-- SOURCE MATERIAL follows --

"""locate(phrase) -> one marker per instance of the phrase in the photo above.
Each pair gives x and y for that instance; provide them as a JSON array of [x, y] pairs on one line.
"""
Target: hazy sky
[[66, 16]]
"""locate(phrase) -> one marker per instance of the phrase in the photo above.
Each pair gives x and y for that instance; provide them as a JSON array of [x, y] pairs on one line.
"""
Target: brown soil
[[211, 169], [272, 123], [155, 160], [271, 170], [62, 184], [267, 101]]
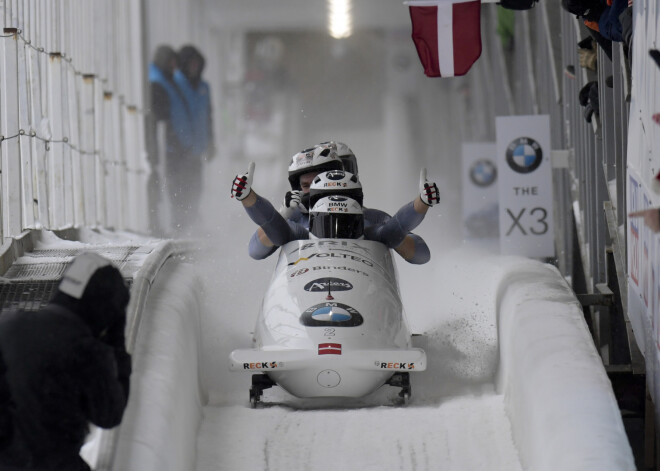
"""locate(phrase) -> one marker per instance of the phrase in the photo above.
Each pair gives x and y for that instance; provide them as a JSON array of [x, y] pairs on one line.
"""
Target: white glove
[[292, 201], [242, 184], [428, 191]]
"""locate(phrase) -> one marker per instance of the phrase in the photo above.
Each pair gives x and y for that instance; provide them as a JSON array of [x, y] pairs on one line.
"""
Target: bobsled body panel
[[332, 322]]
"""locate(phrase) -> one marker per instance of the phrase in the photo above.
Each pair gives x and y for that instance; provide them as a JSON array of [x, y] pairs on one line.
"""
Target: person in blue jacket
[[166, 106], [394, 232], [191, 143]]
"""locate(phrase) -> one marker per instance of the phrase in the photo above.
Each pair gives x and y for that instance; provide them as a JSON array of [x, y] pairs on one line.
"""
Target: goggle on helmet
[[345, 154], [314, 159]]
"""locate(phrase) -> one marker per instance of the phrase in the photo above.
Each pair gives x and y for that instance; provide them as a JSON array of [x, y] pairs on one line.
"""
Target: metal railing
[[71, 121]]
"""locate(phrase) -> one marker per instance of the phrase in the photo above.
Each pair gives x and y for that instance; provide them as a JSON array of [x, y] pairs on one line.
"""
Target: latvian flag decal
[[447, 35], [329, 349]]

-- SOURCE MATERIAL concluded --

When you give the entries again, keep them exact and omit any picture they contain.

"""locate(phrase) -> one marker per instance of the phrase in the photo above.
Each pair gives x and y for that instance; provide them as a JSON array of [x, y] pairs on one line.
"""
Target: hazy sky
[[66, 16]]
"""locate(phrase) -> one marker per instance of the phrase in the photo above.
Each pair gives x and y for that instance; provide them as a JSON array of [x, y] pairs on one line.
"""
Target: brown soil
[[211, 169], [272, 123], [155, 160], [271, 170], [62, 184], [267, 101]]
"""locate(phrase) -> one marker per instance of the phrase in the photo above.
Each pair gives x and y for that instance; provide them as a JSON array of [x, y] pairs on one line.
"""
Target: white glove
[[292, 201], [242, 184], [428, 191]]
"""locate(phrase) -> one marker per instance of the phrase in the photo above.
Each pair gives x and y for that instance; provide them as a JSON array of [x, y] pairs on one line.
"""
Target: bobsled body panel
[[332, 322]]
"""locate(phrase) -> one marker per instance of the phrase in the photo above.
Each pair gives x and y for that instance; provide them as a JSON array of [x, y] pairs on one line.
"""
Target: person in blue jacket
[[166, 106], [394, 232], [191, 143]]
"""locate(phrase) -> one marker per instance of the phrase in the photo above.
Each pair gives x and y for that instance; provide them as a JSON array of [x, y] pairs on one line.
"""
Target: goggle on helmet
[[345, 154], [314, 159]]
"""locate(phrase) -> one marker per instance of the phrase in the photo above.
Each pair gives x and y for that instance; provide them as a JSON array of [x, y] pairs on one line.
"""
Target: metal railing
[[71, 121]]
"""locate(phrase) -> one marker per instance of the phrase in the photo above.
Each pair gives x and y for that instance; provide them as a JSON array of [x, y] pairs on one line.
"""
Target: latvian flag decal
[[447, 35], [329, 349]]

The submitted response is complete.